▸ INPUT FOR THIS TASK
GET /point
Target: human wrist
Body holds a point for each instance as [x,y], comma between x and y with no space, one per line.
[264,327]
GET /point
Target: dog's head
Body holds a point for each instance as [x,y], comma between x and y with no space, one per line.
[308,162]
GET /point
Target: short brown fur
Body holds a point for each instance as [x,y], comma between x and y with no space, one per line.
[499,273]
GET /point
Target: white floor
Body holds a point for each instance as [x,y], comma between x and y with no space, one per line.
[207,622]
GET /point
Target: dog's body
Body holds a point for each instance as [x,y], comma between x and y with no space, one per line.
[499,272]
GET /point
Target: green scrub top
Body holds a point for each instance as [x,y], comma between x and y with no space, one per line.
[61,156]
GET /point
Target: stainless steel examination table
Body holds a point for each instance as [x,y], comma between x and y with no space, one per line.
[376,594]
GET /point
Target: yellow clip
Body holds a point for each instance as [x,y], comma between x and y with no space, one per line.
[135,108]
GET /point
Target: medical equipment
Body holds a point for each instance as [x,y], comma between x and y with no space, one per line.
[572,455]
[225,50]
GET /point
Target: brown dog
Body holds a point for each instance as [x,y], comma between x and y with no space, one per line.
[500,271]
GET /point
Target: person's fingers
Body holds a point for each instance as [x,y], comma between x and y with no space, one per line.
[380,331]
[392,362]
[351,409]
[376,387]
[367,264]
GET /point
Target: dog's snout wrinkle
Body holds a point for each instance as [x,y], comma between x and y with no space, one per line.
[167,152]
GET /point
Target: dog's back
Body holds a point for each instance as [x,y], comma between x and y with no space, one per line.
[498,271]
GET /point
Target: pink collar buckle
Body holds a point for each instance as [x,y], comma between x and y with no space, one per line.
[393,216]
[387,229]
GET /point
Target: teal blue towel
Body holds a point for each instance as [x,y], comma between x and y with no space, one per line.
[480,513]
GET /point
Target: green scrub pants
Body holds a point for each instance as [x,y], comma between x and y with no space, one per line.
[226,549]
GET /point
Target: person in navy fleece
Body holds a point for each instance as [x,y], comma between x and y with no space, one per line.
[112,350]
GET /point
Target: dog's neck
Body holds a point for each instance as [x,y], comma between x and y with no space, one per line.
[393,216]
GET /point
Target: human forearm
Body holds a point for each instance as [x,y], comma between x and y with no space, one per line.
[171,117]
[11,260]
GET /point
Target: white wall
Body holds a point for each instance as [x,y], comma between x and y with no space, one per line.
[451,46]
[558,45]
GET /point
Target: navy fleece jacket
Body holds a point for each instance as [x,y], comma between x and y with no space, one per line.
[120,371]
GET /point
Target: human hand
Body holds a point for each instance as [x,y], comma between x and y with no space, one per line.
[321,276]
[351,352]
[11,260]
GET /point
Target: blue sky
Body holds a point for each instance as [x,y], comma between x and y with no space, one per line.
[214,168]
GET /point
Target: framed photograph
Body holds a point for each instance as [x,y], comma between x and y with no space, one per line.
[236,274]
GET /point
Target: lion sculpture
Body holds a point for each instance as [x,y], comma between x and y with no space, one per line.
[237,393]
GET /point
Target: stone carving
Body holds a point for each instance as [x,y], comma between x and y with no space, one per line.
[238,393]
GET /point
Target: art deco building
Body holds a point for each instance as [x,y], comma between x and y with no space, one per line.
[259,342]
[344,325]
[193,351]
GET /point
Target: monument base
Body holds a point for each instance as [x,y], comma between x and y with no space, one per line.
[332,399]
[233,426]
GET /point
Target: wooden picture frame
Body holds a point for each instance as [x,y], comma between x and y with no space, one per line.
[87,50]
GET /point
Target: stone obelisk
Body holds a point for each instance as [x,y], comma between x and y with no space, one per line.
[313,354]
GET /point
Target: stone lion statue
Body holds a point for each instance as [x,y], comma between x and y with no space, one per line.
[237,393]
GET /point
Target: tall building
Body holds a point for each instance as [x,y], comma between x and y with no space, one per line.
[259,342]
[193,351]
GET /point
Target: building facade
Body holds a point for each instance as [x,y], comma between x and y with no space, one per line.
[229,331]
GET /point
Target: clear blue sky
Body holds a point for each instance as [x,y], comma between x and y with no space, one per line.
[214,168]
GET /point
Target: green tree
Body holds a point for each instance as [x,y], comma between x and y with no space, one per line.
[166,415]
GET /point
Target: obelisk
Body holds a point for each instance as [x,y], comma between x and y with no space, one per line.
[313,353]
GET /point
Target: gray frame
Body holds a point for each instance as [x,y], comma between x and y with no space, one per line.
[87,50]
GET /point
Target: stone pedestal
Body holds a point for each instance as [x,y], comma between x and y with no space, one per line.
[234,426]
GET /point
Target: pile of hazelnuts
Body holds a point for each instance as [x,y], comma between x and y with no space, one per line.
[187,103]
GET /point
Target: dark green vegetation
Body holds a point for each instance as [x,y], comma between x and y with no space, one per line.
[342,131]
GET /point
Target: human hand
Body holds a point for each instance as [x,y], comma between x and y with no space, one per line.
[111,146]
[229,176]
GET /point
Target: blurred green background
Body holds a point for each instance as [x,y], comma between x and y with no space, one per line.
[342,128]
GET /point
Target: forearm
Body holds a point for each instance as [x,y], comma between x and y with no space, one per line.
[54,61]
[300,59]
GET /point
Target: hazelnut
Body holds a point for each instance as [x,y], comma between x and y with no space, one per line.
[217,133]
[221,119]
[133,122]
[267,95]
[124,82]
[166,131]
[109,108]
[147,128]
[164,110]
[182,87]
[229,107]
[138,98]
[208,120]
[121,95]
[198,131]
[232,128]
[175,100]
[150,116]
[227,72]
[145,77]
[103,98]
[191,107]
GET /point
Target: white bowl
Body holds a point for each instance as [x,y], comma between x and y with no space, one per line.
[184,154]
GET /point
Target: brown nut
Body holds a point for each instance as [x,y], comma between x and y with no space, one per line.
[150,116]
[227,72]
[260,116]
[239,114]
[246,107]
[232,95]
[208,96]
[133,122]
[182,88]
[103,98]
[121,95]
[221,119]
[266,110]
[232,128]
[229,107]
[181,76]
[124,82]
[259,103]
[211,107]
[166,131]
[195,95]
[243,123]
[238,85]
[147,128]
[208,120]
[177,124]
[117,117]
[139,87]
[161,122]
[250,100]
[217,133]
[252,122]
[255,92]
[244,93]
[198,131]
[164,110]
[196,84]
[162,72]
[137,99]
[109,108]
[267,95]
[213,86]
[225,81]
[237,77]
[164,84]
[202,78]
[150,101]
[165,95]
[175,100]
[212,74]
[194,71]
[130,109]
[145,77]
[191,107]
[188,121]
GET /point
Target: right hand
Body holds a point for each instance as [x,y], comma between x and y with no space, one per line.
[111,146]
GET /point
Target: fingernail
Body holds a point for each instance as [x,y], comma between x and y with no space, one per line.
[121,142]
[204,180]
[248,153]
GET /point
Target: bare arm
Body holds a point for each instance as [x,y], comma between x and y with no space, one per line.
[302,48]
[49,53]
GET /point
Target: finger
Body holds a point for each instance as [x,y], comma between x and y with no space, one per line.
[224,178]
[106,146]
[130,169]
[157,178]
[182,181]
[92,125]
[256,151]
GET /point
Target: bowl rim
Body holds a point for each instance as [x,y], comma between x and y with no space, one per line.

▸ STATED EXERCISE
All of the entries need to be reproduced exactly; please write them out.

▸ ANSWER TO THIS TASK
GET /point
Target: human wrist
Body holds a point for each instance as [x,y], comma between x and y with no space, one per line.
[264,327]
GET /point
Target: dog's head
Body holds a point for each instance as [x,y], comma between x and y with no space, one per line.
[308,162]
GET /point
Target: short brown fur
Body holds a point for each instance as [x,y], comma between x and y with no space, one per line.
[499,273]
GET /point
Target: white floor
Body holds a point for each instance as [x,y], comma between x and y with no space, one per line.
[207,622]
GET /point
Target: dog's body
Body holds a point for each instance as [x,y], comma between x and y with no space, one per line.
[499,272]
GET /point
Target: green scrub top
Body holds a point for each instance as [x,y], comma between x and y with no space, one per line.
[61,156]
GET /point
Target: stainless steel examination table
Body holds a point for each instance as [x,y], comma between x and y with no space, one per line.
[376,594]
GET /point
Target: yellow clip
Body holds a point for each instance as [x,y], comma between x and y with no space, one per line.
[135,108]
GET /point
Target: medical equipment
Body holds a point for each instance as [x,y], comma between x and y with no space, one per line.
[572,455]
[225,50]
GET /point
Target: brown dog
Body holds a point for each instance as [x,y], comma between x and y with no space, one per line.
[500,271]
GET /point
Target: person's fingers
Body holds a point for each instance as [x,y], comma between x and y with no space, one per line.
[380,331]
[392,362]
[351,409]
[376,387]
[367,264]
GET /point
Target: dog's snout wrinkle
Body holds a point for each instance as [x,y], comma between x and y with no space, one per line.
[167,152]
GET /point
Target: dog's back
Body holds a point for each instance as [x,y], comma between x and y with no space, one per line.
[498,271]
GET /point
Target: pink collar buckle
Body holds a point for each instance as [x,y], comma between x and y with no space, one per line.
[393,216]
[387,229]
GET /point
Target: teal blue towel
Body holds a point for each instance as [x,y], comma between x and y with no space, one per line.
[480,513]
GET /point
Target: green scrub pants
Body holds a point for each instance as [x,y], comma between x and y with no space, one per line.
[226,549]
GET /point
Target: person in navy fleece
Body holds a point for each instance as [x,y], comma between x and y with no space, one per line.
[112,350]
GET /point
Target: dog's neck
Body holds a point for each instance as [x,y], comma between x and y with no space, one per line.
[393,216]
GET /point
Target: human forearm
Body holds a point for each instance as [x,y], comma between x and y with no space, one per line.
[171,117]
[11,260]
GET /point
Target: white wall
Body holds a point for each instance as [x,y], comma between x and y with no space, one per line.
[451,46]
[558,45]
GET /point
Target: navy fleece jacket
Body holds a point for each instance as [x,y], comma between x and y with no space, one per line.
[120,371]
GET /point
Target: human hand
Body holds a point for each instance as [x,y], comma between x and y with no space, one per line.
[321,276]
[351,352]
[11,260]
GET /point
Target: blue sky
Body holds a point for each instance as [x,y], comma between x and y with no space, one per line.
[214,168]
GET /point
Target: framed photograph
Body holds a point for each instance as [x,y], comma between x and y with no space, one per line.
[236,274]
GET /point
Target: lion sculpture
Body holds a point for each instance as [x,y], comma between x and y with no space, one per line.
[237,393]
GET /point
Target: stone carving
Body holds a point for each instance as [x,y], comma between x and y with no space, one per line.
[238,393]
GET /point
Target: art deco building
Body holds a point for each instance as [x,y], comma between x and y with no space, one per line.
[259,342]
[344,325]
[193,351]
GET /point
Target: monument base
Body holds a point for each instance as [x,y], comma between x and y with no space, one per line.
[332,399]
[233,426]
GET /point
Target: wooden picture frame
Body holds a point for each instance as [x,y], comma between x and y with no space, one per line.
[87,50]
GET /point
Target: stone obelisk
Body holds a point for each instance as [x,y], comma between x and y with no space, one per line.
[313,354]
GET /point
Target: stone lion statue
Body holds a point for each instance as [x,y], comma between x and y with no space, one per line.
[237,393]
GET /point
Target: tall building
Body holds a point for each instance as [x,y], comma between x and y with no space, one per line.
[259,342]
[193,351]
GET /point
Target: building facade
Body holds a point for each instance as [x,y], comma between x and y with no space, one per line.
[229,331]
GET /point
Target: clear blue sky
Body holds a point for each instance as [x,y], comma between x and y with no space, one per line.
[214,168]
GET /point
Target: green tree
Body holds a point for each instance as [x,y], comma between x and y with no space, one per line.
[166,415]
GET /point
Target: obelisk
Body holds a point for each instance as [x,y], comma between x and y with no space, one per line.
[313,353]
GET /point
Target: gray frame
Body holds a point for each instance as [x,y], comma between x and y with no space, one per line.
[87,50]
GET /point
Target: stone pedestal
Body holds a point for each instance as [x,y], comma between x and y with no space, one per line.
[234,426]
GET /point
Target: pile of hazelnuts
Body holds a point for each instance as [x,y], comma between x and y with no space, one per line.
[187,103]
GET /point
Target: dark green vegetation
Body holds a point for each instance as [x,y], comma between x and y with no space, one per line.
[342,131]
GET /point
Target: human hand
Body holds a point for each instance as [x,y], comma between x and y with no space, one per line.
[111,146]
[229,176]
GET /point
Target: blurred green background
Body holds a point for each instance as [x,y], comma between x and y with no space, one per line.
[342,128]
GET /point
Target: forearm
Body holds a point for each instance as [x,y], comma between x and y with no space, one per line.
[54,61]
[300,59]
GET /point
Target: hazelnut
Body holds a point for each instance as [x,y], comma between x and y with no space, one per line.
[217,133]
[221,119]
[133,122]
[267,95]
[124,82]
[166,131]
[109,108]
[147,128]
[164,110]
[182,87]
[229,107]
[138,98]
[208,120]
[121,95]
[198,131]
[232,128]
[175,100]
[150,116]
[227,72]
[145,77]
[103,98]
[191,107]
GET /point
Target: white bowl
Body holds a point for each instance as [x,y], comma between x and y with no space, one per line.
[184,154]
GET /point
Target: brown nut
Body holds a point for each instance as [x,y], comma between x and y with no space, one per line.
[150,116]
[227,72]
[260,116]
[239,114]
[246,107]
[232,95]
[208,96]
[133,122]
[182,88]
[103,98]
[121,95]
[221,119]
[266,110]
[232,128]
[229,107]
[181,76]
[124,82]
[259,103]
[211,107]
[166,131]
[195,95]
[243,123]
[238,85]
[147,128]
[208,120]
[177,124]
[117,117]
[139,87]
[161,122]
[250,100]
[217,133]
[252,122]
[255,92]
[244,93]
[198,131]
[164,110]
[196,84]
[162,72]
[137,99]
[109,108]
[267,95]
[213,86]
[225,81]
[237,77]
[164,84]
[202,78]
[150,101]
[165,95]
[175,100]
[212,74]
[194,71]
[130,109]
[145,77]
[191,107]
[188,121]
GET /point
Target: right hand
Body holds a point for each instance as [x,y], comma between x and y with no space, one per line.
[111,146]
GET /point
Target: fingernail
Body holds a point for each instance as [x,y], comma between x and y with no space, one per line.
[121,142]
[204,180]
[248,153]
GET /point
Target: bare arm
Body holds a point for each instance as [x,y], comma between x and y with no space, one per line.
[302,48]
[49,53]
GET /point
Target: finger
Body holds a point for each instance as [x,y], comma between x and y with no space, one per line.
[224,178]
[106,146]
[130,169]
[157,178]
[182,181]
[92,125]
[256,151]
GET /point
Target: bowl rim
Body holds a point for each instance as [x,y], comma between x and y with no space, one per line.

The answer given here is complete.